=== TASK REQUIREMENTS ===
Would you please copy every line from the records that contains the word "airplane"?

(Photo-based referring expression data)
● ● ● ● ● ● ●

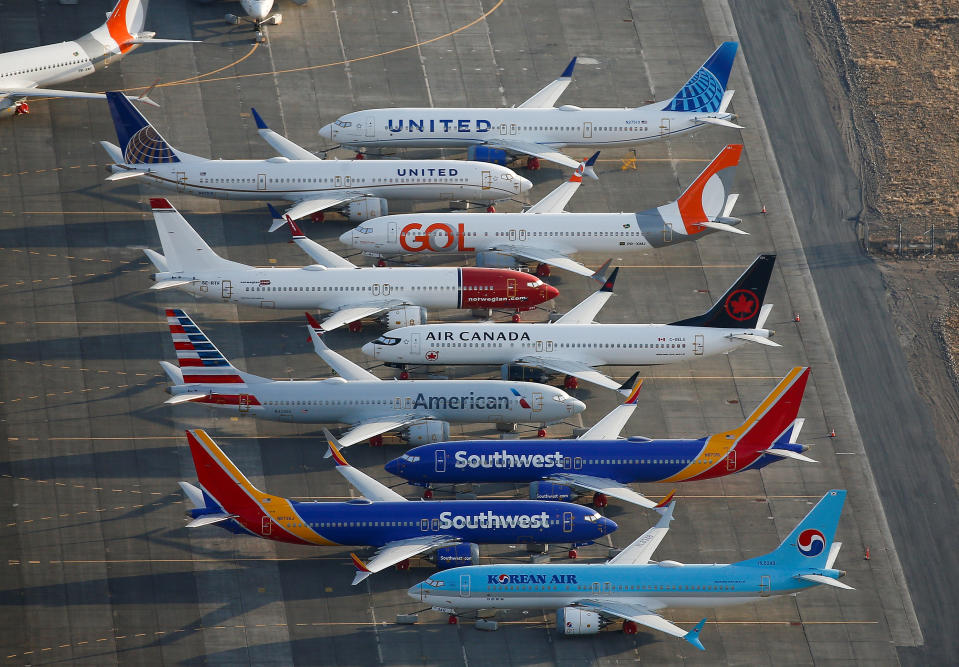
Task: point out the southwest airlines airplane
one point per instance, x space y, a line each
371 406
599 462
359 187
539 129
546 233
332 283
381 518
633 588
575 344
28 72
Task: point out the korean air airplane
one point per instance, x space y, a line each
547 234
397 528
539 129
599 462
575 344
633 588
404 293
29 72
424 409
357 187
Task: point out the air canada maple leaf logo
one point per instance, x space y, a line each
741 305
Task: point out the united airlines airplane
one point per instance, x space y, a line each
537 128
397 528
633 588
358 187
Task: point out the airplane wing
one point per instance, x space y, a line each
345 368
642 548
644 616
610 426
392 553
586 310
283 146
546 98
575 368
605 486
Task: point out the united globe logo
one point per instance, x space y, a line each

● ● ● ● ● ● ●

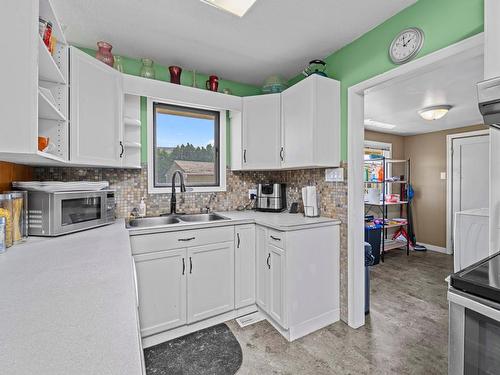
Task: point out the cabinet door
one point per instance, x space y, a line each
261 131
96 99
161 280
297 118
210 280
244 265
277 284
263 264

● ● ● ● ● ● ●

=== TASK OUTPUT ===
Task: point out the southwest airlines airplane
Task: point out the korean air airplane
Task: point out the united airlines airplane
Task: point out the airplane wing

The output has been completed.